─── EXERCISE INPUT ───

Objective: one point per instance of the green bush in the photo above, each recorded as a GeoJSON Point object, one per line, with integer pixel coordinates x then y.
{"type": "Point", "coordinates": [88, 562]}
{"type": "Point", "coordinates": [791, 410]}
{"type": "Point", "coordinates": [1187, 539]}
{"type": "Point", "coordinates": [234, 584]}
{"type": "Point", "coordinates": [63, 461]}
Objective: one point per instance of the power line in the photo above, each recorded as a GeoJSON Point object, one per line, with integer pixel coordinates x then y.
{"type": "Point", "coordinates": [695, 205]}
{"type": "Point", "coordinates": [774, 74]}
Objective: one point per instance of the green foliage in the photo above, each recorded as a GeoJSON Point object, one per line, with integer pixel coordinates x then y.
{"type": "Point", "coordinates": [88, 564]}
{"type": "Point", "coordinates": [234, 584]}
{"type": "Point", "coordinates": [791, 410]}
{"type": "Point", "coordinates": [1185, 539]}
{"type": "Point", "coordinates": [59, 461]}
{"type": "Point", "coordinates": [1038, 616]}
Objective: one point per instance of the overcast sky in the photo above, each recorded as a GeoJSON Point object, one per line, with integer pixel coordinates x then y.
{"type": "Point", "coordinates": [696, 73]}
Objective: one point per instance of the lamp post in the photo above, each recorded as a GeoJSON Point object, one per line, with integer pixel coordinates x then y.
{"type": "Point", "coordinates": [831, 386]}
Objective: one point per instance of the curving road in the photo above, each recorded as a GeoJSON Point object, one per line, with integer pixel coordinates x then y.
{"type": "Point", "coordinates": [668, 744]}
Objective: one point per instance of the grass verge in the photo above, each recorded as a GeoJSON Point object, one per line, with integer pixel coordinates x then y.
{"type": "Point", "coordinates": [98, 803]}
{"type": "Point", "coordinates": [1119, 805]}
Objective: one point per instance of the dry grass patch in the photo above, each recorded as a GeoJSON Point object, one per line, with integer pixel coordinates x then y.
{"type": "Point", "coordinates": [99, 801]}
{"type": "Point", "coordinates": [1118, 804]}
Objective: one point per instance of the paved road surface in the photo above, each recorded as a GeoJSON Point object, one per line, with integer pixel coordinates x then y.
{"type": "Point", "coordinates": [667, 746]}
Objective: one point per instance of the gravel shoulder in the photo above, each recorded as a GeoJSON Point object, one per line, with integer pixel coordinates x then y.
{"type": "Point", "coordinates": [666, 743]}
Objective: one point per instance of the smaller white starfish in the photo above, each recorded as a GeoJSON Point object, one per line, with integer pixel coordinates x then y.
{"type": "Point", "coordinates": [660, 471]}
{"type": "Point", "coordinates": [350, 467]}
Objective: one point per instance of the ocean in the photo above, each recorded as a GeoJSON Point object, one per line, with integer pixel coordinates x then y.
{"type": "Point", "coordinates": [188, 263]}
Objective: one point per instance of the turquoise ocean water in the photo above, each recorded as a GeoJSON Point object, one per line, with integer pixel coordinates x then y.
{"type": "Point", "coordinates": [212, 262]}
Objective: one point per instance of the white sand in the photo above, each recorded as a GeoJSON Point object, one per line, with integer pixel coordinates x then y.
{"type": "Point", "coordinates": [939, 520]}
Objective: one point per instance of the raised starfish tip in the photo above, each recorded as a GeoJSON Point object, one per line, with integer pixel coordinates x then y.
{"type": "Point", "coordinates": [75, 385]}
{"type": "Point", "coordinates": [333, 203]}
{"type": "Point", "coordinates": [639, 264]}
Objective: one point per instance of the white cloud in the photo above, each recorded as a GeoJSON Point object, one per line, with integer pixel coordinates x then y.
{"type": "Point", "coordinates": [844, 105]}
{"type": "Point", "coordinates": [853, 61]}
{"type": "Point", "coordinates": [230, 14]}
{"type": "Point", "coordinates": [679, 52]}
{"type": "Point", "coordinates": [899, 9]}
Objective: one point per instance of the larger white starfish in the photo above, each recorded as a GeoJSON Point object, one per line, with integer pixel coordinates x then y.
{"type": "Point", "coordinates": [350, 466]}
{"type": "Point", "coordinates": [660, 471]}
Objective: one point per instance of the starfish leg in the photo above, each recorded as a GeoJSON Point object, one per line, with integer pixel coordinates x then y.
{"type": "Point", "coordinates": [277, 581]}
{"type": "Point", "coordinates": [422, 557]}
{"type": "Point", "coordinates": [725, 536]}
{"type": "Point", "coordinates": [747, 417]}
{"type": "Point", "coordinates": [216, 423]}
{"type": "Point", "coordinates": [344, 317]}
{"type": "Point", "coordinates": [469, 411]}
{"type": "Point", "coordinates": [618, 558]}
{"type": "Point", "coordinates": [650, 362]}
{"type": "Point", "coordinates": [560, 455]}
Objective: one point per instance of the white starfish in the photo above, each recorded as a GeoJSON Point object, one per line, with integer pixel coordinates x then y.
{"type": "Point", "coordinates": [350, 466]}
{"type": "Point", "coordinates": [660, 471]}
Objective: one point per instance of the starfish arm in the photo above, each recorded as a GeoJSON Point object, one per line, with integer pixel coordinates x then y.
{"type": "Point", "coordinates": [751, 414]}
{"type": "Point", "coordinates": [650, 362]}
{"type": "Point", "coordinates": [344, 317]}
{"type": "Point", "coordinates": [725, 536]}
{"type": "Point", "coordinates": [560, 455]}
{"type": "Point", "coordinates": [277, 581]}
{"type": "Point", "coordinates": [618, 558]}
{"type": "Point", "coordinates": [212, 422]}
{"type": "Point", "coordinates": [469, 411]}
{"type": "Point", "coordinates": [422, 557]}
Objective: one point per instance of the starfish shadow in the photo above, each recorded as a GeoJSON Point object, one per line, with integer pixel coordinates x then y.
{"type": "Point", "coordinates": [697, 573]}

───

SET TASK - Quote the lines of the listing above that run from the line with "Objective: one point per instance of the white starfish" through its last line, both included, and nothing else.

SOLUTION TO THIS EXERCISE -
Objective: one point per instance of the white starfish in the photo above, each recorded as a GeoJSON Point object, one per line, with integer pixel coordinates x then y.
{"type": "Point", "coordinates": [350, 466]}
{"type": "Point", "coordinates": [660, 471]}
Objective: one point per instance of the starfish arm in the photo above, each recorded as a GeoJSON Point object, one per line, with integer pixel coordinates x then y.
{"type": "Point", "coordinates": [751, 414]}
{"type": "Point", "coordinates": [650, 362]}
{"type": "Point", "coordinates": [344, 317]}
{"type": "Point", "coordinates": [725, 536]}
{"type": "Point", "coordinates": [560, 455]}
{"type": "Point", "coordinates": [277, 581]}
{"type": "Point", "coordinates": [618, 558]}
{"type": "Point", "coordinates": [212, 422]}
{"type": "Point", "coordinates": [469, 411]}
{"type": "Point", "coordinates": [422, 557]}
Objective: one point per instance of the starfish shadow in the photo above, each recorded as a GeoJSON Point object, one per line, with integer pixel coordinates x then y.
{"type": "Point", "coordinates": [697, 573]}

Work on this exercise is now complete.